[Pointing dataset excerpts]
---
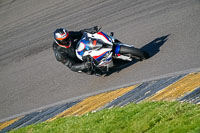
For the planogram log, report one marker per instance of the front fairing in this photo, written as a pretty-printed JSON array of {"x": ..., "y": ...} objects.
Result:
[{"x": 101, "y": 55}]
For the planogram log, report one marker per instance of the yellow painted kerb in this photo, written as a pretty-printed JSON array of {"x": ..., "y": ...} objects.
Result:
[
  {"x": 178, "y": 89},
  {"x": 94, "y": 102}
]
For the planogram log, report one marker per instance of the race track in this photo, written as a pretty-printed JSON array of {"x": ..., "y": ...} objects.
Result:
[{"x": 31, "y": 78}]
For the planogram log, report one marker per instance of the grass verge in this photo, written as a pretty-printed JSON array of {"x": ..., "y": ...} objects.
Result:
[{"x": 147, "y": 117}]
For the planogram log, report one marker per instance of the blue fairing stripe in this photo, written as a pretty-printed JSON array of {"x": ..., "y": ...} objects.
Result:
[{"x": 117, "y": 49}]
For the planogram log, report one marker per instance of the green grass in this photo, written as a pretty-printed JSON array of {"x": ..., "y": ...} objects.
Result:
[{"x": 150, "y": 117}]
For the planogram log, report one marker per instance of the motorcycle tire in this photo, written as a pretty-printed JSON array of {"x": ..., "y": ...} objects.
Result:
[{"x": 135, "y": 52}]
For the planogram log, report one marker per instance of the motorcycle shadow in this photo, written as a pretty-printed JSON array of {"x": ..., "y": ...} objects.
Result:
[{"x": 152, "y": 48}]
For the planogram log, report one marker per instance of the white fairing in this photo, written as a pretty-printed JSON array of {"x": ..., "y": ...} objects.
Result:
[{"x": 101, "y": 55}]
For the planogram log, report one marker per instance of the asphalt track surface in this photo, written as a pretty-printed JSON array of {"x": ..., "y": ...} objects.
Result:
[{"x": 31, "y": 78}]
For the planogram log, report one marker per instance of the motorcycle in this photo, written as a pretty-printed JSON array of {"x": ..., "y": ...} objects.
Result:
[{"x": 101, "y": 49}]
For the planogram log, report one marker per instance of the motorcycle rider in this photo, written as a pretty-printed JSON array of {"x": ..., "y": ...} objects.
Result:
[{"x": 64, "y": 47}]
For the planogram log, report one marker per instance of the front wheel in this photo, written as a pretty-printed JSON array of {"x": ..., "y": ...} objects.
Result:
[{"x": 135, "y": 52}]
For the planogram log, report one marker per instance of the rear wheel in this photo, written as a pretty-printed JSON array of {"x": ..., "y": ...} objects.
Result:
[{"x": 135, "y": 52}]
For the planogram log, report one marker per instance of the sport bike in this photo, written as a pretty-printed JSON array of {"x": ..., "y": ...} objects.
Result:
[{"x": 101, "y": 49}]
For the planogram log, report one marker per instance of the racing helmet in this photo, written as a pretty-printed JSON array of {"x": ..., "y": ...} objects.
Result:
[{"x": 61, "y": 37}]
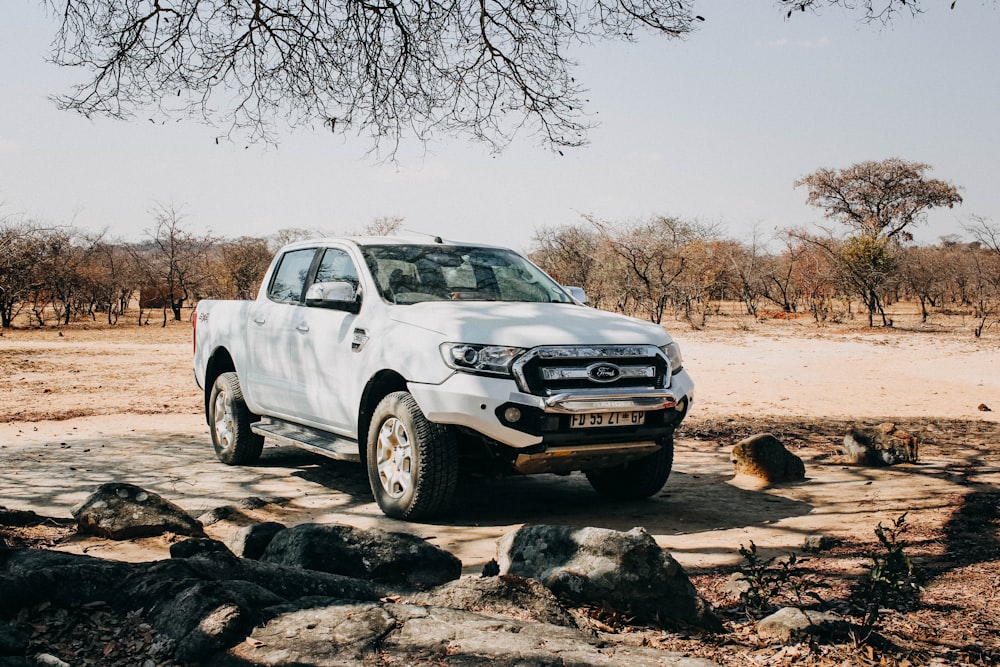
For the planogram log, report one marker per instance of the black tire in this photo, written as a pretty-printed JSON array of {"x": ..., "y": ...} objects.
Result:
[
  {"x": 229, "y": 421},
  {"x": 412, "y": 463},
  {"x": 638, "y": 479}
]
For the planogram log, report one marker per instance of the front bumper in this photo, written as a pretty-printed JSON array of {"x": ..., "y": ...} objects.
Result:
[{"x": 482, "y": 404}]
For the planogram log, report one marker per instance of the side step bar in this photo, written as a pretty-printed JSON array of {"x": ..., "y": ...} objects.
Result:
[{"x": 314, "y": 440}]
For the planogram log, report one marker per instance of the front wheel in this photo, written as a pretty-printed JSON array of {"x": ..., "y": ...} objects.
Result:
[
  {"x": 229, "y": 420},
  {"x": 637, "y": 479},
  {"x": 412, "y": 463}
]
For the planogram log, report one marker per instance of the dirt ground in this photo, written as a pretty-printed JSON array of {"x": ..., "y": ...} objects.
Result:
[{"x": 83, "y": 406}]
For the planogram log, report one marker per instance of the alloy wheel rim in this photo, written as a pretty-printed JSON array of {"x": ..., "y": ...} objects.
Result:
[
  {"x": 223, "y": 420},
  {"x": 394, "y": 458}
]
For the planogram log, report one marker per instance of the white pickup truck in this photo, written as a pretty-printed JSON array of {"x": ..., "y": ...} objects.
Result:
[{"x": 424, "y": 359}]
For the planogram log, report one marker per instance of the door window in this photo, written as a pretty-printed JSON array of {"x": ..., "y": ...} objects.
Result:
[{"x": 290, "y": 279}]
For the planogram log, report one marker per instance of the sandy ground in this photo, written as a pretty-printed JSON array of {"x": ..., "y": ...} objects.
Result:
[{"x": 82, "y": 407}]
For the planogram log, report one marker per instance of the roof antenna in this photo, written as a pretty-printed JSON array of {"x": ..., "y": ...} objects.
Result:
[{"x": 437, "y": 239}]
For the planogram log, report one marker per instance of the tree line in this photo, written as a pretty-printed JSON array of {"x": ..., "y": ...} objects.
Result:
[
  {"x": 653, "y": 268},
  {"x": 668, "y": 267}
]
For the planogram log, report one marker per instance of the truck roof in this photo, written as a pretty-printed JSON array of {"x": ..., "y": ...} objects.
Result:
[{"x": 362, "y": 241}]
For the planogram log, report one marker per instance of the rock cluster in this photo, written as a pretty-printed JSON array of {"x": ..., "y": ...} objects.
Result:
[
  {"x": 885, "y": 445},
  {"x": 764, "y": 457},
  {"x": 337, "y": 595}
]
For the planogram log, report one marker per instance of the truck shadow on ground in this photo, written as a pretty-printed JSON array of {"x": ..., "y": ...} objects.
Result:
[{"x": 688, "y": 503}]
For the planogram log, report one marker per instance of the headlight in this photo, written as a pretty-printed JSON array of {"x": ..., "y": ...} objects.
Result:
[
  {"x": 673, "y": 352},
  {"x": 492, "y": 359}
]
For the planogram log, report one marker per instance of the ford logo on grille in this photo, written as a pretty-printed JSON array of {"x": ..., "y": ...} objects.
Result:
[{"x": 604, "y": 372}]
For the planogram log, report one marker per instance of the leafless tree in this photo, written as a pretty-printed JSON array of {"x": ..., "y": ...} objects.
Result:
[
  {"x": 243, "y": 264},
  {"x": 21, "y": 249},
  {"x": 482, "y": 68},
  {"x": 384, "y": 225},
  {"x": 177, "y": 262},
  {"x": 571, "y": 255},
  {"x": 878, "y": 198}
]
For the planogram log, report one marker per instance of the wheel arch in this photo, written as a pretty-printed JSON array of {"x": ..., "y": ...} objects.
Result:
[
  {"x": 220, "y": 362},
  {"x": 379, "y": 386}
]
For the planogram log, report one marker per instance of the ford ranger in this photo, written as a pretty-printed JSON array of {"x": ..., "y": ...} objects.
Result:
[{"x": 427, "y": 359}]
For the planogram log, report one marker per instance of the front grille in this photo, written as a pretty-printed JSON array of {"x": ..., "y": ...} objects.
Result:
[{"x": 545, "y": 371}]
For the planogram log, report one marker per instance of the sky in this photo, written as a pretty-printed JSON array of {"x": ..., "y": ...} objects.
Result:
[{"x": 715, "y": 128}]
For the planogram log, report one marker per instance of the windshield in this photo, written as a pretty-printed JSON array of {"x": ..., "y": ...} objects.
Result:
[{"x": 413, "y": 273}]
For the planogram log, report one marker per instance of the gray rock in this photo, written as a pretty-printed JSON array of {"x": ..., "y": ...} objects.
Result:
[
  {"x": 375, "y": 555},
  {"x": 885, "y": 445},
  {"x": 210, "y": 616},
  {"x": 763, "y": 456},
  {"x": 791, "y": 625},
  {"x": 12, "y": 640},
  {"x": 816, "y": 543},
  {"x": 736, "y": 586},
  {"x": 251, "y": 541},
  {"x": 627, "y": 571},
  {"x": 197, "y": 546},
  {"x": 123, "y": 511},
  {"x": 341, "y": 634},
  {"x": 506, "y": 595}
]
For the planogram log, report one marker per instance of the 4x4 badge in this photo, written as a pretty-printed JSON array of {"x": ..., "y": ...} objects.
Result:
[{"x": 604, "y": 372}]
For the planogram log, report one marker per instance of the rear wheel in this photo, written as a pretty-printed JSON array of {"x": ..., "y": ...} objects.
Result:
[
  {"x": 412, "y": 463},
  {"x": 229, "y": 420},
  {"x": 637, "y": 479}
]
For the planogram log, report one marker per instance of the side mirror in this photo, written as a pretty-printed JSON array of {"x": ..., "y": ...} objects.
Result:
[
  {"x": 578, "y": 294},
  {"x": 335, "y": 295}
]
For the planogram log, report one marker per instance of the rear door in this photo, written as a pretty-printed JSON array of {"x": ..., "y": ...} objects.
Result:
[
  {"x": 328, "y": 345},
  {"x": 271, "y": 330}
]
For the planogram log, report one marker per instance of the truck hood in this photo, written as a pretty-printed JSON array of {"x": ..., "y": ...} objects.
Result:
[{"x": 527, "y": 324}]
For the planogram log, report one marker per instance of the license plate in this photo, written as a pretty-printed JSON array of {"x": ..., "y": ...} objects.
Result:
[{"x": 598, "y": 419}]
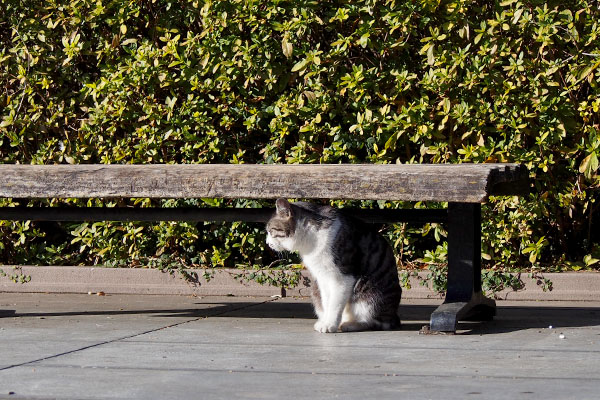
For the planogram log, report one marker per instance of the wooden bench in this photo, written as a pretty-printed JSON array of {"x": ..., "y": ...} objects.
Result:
---
- [EXERCISE AIM] Reproduce exactly and only the lines from the line that contains "the side mirror" to the end of the data above, both ends included. No pictures go in the copy.

- [RIGHT ANSWER]
For the planogram log, report one marker per instance of the side mirror in this photo, written as a pretty-printed JSON array of {"x": ..., "y": ...} objects.
Result:
[
  {"x": 578, "y": 294},
  {"x": 335, "y": 295}
]
For the planogram log, report one marker per instance of the rear door in this photo, written as a pretty-printed JSON array of {"x": ..., "y": ...} objects.
Result:
[
  {"x": 328, "y": 345},
  {"x": 271, "y": 330}
]
For the planogram log, report one marker per instance of the truck hood in this photo, written as a pretty-printed JSON array of {"x": ..., "y": ...} objects.
Result:
[{"x": 527, "y": 324}]
For the planogram log, report one marker per instance of the license plate in this photo, written as a pretty-printed JSON array of {"x": ..., "y": ...} objects.
Result:
[{"x": 598, "y": 419}]
For the planogram log, report one marker per instance of the wooden bench in this photo, written as a pretty-printed JSON array of {"x": ..., "y": ...} objects.
Result:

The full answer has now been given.